Problem to work on
Only the lines from the one containing "on the printed" to the end of the records belong in the output; print them exactly.

Records to use
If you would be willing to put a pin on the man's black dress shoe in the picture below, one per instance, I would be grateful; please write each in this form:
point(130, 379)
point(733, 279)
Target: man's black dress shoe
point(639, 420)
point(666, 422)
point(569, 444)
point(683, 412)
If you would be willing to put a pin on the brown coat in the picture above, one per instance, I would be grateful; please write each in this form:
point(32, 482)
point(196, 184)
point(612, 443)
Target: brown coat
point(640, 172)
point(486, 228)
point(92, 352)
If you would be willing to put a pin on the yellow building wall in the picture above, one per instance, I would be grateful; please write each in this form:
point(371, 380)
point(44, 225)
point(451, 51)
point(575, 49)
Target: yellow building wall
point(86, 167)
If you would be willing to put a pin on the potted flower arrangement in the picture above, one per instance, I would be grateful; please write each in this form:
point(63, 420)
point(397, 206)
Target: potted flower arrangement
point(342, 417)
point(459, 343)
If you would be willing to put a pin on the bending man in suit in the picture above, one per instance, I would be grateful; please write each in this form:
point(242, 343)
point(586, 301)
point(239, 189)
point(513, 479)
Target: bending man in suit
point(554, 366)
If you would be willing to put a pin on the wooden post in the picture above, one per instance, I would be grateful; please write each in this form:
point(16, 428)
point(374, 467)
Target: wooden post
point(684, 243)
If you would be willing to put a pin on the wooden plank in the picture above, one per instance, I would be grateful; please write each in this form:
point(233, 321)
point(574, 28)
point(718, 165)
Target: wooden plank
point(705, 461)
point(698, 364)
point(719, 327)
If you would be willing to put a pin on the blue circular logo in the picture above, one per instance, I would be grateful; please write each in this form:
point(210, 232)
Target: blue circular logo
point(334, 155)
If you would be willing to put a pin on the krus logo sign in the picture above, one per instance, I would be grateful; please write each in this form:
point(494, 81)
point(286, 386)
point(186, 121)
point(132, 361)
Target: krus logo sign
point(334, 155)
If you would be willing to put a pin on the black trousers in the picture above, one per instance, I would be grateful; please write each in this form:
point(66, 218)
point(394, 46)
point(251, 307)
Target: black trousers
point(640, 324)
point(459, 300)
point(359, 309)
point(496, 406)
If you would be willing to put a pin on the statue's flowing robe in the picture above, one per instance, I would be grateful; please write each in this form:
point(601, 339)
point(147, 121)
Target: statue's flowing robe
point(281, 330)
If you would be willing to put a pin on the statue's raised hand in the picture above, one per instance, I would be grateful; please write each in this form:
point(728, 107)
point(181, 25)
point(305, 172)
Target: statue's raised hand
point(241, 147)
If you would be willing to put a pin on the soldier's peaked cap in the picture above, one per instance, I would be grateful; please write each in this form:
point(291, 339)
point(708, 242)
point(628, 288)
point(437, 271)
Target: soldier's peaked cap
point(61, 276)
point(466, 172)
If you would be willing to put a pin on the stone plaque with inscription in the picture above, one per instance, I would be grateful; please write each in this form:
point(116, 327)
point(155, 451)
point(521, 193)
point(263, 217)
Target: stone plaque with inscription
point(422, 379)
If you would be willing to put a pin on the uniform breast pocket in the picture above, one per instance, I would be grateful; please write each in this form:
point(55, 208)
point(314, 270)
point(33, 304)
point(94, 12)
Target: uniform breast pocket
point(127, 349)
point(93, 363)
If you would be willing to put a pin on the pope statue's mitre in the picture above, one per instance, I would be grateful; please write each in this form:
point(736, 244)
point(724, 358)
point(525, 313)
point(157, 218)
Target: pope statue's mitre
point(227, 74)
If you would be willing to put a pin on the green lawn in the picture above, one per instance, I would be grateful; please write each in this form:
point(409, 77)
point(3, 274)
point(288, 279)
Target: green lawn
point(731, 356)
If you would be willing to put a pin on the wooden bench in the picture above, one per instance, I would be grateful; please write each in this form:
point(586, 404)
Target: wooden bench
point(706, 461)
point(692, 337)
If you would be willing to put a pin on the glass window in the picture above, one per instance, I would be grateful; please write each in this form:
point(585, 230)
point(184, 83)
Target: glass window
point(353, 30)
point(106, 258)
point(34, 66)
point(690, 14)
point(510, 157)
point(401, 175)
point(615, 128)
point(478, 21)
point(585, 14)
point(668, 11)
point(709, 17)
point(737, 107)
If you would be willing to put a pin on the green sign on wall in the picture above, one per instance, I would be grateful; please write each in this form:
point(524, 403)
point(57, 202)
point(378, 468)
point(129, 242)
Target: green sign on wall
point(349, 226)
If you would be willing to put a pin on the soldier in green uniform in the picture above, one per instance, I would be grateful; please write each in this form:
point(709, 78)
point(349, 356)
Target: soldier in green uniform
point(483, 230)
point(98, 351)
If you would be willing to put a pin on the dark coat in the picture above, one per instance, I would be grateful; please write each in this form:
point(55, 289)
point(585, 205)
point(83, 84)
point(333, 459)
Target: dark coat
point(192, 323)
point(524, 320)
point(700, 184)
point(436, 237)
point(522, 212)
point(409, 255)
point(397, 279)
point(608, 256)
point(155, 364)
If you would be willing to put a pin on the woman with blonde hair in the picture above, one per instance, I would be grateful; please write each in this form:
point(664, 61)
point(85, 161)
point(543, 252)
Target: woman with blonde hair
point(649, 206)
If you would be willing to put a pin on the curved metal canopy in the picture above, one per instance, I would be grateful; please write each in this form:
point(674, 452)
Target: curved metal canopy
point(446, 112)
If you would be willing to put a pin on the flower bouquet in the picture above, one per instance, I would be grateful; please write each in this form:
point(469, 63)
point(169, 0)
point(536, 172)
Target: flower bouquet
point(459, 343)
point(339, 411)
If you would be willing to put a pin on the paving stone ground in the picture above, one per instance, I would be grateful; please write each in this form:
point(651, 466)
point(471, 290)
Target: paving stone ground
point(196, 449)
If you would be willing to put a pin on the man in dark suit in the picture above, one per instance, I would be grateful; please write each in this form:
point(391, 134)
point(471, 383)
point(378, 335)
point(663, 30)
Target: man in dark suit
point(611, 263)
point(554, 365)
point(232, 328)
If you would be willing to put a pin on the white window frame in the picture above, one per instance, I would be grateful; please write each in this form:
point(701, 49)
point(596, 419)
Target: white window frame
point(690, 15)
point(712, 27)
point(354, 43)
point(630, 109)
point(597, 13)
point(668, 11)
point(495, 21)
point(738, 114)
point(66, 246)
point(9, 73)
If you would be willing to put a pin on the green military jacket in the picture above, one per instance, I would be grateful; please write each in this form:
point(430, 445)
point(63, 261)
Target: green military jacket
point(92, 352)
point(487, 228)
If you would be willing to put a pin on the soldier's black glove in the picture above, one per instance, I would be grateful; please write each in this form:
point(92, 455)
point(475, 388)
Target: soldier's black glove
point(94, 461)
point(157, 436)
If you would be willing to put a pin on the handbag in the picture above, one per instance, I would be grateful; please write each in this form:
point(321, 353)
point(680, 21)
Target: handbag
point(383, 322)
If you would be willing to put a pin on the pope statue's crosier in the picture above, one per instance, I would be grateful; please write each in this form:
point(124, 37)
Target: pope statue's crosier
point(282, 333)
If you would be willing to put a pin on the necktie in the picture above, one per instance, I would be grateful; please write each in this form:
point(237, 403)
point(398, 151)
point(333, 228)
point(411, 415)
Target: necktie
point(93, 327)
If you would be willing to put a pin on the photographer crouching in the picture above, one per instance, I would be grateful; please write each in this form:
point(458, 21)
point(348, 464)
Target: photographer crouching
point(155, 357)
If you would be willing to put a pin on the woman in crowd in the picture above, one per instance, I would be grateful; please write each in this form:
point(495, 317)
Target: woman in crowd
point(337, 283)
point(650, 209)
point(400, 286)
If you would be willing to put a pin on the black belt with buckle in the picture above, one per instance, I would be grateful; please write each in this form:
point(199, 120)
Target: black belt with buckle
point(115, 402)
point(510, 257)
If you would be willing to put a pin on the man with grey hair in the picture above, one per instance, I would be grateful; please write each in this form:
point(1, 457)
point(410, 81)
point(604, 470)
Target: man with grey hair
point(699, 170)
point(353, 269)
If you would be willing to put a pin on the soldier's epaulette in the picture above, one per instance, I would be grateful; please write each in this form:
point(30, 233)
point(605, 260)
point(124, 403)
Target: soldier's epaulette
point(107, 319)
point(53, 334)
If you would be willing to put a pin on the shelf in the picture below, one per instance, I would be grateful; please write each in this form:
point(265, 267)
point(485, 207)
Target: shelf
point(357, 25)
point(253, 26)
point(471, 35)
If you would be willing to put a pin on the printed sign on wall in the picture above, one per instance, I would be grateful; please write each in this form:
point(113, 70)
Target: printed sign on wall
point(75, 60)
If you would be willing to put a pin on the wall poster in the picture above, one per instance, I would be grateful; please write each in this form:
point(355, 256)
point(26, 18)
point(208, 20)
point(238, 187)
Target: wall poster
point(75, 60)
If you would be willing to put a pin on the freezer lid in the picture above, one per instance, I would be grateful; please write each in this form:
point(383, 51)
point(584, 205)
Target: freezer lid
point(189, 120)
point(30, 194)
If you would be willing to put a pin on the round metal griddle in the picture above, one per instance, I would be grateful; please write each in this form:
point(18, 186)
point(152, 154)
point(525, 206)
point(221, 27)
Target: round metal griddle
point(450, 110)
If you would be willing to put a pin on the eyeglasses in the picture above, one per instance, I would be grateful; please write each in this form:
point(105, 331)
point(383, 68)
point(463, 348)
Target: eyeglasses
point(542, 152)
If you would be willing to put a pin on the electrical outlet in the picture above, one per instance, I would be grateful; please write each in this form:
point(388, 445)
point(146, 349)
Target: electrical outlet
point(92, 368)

Response
If you would be willing to put a pin on the printed sign on wall in the picture above, one per instance, I would be grateful; please write each in this form:
point(113, 70)
Target: printed sign on wall
point(75, 60)
If you would be willing to put a pin on the wall poster in the picture above, one per instance, I would be grateful; please write each in this form:
point(355, 256)
point(26, 18)
point(208, 20)
point(238, 187)
Target: wall poster
point(75, 60)
If you would be willing to put a pin on the freezer lid in the picture above, one per instance, I would be grateful; please write each in this form:
point(383, 51)
point(584, 205)
Target: freezer lid
point(189, 120)
point(30, 194)
If you would be willing to put a pin on the round metal griddle in the picture above, one per instance, I would be grateful; please write each in this form:
point(18, 186)
point(152, 154)
point(525, 206)
point(221, 27)
Target: round metal griddle
point(450, 110)
If you would be willing to put a pin on the eyeglasses in the picture above, one per instance, I would be grateful; please write each in this form:
point(105, 331)
point(383, 68)
point(463, 348)
Target: eyeglasses
point(542, 152)
If you would be willing to put a pin on the electrical outlet in the picture above, one per instance, I would be grateful; please write each in this form:
point(388, 445)
point(146, 349)
Target: electrical outlet
point(92, 368)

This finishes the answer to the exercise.